• _Dataset records about object locations_
——————

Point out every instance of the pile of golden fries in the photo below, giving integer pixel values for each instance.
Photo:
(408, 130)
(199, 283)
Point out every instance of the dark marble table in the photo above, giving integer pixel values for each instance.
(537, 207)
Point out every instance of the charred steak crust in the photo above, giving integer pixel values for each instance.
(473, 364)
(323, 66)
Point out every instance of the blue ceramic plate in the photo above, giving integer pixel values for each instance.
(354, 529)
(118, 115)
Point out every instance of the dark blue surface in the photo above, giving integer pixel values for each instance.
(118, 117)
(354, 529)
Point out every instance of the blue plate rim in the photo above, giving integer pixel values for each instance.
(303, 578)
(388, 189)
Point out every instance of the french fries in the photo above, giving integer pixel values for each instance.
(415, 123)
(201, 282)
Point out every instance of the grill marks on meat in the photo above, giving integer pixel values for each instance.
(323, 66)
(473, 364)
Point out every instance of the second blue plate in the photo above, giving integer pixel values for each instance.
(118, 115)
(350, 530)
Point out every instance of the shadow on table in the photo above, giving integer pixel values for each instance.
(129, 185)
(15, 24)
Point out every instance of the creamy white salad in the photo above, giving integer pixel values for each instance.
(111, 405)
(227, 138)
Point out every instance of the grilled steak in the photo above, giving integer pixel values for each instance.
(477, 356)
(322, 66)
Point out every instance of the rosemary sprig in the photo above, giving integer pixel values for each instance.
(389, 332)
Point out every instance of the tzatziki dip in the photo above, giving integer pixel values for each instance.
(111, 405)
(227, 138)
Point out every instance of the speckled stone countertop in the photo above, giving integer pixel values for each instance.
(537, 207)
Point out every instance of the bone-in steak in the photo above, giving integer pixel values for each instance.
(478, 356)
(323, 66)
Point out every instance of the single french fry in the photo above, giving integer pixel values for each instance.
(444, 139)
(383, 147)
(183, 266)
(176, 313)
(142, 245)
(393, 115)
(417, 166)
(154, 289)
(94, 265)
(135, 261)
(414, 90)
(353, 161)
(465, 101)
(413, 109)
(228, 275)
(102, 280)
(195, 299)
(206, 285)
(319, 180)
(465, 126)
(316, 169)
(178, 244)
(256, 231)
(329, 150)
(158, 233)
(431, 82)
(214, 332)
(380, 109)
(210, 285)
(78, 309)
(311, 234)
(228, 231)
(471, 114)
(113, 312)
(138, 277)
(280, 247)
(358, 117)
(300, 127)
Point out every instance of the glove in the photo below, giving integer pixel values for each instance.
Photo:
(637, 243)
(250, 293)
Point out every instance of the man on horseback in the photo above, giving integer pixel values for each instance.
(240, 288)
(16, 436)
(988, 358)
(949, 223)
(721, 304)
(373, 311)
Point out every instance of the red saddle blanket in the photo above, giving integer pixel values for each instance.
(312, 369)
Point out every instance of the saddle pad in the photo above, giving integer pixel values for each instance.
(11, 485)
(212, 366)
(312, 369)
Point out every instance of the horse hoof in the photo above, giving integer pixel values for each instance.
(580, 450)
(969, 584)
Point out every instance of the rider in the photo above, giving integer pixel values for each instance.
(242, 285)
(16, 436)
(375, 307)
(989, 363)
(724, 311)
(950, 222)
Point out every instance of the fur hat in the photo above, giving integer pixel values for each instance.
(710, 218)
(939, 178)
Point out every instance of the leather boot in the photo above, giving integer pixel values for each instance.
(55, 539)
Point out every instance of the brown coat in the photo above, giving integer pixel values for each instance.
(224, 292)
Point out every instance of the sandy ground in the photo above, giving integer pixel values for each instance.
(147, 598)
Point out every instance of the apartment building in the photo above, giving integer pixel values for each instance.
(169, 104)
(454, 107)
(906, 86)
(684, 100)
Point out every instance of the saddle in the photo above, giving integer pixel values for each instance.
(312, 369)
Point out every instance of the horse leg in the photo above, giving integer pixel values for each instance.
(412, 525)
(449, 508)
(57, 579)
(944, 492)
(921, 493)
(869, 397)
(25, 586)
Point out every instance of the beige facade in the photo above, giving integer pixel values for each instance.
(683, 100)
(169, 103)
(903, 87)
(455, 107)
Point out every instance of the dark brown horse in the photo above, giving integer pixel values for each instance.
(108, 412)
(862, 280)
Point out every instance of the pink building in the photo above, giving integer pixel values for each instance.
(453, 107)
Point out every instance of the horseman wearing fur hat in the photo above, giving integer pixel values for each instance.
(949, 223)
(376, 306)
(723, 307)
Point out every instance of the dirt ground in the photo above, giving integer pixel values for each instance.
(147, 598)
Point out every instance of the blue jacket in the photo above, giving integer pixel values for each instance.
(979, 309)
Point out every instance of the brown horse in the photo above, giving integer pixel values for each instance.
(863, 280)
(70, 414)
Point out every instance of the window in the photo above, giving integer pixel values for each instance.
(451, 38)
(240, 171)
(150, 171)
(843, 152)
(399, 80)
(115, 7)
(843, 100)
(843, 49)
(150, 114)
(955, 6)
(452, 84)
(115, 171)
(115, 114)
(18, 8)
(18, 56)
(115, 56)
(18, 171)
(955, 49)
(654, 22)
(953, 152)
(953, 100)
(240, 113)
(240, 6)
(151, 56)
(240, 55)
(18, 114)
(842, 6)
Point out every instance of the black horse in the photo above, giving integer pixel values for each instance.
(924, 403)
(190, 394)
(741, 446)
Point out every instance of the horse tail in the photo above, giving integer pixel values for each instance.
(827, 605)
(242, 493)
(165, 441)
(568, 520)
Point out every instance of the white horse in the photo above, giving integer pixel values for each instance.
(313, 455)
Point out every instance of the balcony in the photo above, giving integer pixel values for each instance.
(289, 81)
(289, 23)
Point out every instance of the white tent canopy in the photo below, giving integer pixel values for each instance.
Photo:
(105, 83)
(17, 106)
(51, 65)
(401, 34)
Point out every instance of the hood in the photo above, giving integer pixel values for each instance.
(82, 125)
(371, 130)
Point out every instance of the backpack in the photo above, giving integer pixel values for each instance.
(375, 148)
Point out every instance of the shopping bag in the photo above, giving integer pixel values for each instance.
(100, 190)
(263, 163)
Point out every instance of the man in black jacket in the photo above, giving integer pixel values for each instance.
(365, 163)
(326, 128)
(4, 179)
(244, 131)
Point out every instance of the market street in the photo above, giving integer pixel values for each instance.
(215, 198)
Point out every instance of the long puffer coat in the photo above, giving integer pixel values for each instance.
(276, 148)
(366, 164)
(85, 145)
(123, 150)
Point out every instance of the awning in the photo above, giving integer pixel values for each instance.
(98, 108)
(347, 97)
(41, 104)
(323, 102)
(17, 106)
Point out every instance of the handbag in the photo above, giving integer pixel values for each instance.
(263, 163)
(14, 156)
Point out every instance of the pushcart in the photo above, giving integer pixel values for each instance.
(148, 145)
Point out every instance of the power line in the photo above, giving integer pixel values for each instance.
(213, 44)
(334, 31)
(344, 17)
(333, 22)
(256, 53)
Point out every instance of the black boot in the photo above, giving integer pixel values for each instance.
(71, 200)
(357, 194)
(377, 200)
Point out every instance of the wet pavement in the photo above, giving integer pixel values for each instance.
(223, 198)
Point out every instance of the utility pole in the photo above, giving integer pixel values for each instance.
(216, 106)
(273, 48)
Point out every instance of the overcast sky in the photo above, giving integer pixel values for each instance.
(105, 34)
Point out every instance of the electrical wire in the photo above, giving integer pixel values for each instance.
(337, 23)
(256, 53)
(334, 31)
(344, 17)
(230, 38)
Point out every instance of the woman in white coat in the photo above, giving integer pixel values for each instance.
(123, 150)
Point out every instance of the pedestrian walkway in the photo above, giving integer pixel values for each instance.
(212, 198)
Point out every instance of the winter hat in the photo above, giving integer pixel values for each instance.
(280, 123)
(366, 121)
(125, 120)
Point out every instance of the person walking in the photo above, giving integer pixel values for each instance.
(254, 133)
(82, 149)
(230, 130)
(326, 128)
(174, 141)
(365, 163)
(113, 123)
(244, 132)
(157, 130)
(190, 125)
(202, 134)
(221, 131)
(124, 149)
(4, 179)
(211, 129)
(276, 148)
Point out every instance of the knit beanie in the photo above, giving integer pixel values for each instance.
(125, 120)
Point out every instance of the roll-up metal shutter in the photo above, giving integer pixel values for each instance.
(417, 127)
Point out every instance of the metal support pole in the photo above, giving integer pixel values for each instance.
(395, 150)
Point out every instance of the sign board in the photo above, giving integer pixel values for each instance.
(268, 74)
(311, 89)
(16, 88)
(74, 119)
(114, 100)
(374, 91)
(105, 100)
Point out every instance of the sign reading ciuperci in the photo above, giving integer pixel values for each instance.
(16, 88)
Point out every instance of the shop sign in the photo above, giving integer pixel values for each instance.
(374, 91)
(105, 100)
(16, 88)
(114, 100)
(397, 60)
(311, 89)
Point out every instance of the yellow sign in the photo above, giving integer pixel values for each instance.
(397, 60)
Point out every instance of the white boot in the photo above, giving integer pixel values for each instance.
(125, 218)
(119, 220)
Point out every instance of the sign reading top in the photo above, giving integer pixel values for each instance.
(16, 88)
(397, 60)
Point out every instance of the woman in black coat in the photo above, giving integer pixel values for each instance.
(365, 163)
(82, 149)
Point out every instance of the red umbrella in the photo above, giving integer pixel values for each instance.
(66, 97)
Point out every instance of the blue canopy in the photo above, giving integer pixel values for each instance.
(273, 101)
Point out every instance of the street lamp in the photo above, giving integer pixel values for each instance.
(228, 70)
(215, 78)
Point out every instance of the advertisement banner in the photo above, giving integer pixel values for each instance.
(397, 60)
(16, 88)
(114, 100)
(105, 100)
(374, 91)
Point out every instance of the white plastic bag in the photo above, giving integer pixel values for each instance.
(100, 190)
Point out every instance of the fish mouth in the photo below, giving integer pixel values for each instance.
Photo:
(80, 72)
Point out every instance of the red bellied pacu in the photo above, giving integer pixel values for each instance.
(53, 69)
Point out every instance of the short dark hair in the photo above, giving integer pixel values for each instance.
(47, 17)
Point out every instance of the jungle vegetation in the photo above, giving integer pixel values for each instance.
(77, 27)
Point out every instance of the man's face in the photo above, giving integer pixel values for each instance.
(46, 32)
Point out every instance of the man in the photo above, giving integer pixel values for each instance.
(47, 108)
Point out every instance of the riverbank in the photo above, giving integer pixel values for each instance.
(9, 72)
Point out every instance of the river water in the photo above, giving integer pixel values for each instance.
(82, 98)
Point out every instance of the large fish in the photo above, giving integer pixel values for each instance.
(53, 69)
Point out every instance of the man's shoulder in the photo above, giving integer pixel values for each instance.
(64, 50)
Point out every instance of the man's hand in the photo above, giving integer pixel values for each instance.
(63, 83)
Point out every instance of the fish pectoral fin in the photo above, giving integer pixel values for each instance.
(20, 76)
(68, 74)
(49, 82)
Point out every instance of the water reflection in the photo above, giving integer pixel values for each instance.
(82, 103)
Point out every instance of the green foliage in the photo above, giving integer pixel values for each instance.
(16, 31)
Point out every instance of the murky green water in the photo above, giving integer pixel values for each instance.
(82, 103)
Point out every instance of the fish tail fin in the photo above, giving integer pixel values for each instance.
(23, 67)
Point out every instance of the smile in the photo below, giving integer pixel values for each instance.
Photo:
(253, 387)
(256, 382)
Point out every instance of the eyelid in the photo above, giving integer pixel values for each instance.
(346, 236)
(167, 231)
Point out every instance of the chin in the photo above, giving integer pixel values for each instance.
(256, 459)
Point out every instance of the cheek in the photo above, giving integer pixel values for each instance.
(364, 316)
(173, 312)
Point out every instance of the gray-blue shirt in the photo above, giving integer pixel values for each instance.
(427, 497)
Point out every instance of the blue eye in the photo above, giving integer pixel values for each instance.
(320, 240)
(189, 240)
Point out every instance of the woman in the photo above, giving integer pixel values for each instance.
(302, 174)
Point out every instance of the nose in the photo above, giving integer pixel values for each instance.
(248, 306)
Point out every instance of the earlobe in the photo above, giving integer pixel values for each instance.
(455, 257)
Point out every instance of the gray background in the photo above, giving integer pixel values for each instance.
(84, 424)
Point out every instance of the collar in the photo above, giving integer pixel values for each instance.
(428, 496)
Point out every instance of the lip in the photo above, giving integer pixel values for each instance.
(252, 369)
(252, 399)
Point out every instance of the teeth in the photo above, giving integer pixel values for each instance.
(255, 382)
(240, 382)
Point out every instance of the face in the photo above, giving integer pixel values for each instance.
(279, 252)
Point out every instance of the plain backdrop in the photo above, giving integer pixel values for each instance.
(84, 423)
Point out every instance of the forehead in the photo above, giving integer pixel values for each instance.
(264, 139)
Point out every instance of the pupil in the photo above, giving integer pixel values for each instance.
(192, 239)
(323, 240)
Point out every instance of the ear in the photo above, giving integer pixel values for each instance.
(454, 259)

——————

• _STATED GOAL_
In the listing above, find the line with "Point out every instance of the earlobe" and set down that line and all after it exactly, through the final line.

• _ANSWER_
Point out every instance of the earlobe in the photo above, giving integer pixel values for each instance.
(455, 257)
Point out every instance of the gray background in the photo above, giving integer pixel values for each instance.
(84, 424)
Point out every instance of the collar in the photo above, giving integer pixel values for each instance.
(428, 496)
Point out every instance of the lip in the photo above, giving integer pixel values for each instance.
(252, 369)
(252, 399)
Point out every instance of the teeth in the photo above, giving integer pixel values for each instance.
(255, 382)
(240, 382)
Point out every instance of the face in the photo above, giving integer pixel values for each instance.
(279, 252)
Point out every instance of the plain backdrop in the photo above, giving integer pixel values for each instance.
(84, 423)
Point out every instance of the forehead in the photo above, giving integer pixel values for each instance.
(264, 139)
Point out every instance of the pupil in the photo above, giving integer pixel values for each instance.
(192, 239)
(323, 240)
Point out every instance of the ear in the photo above, giving integer pixel values for each instance.
(454, 259)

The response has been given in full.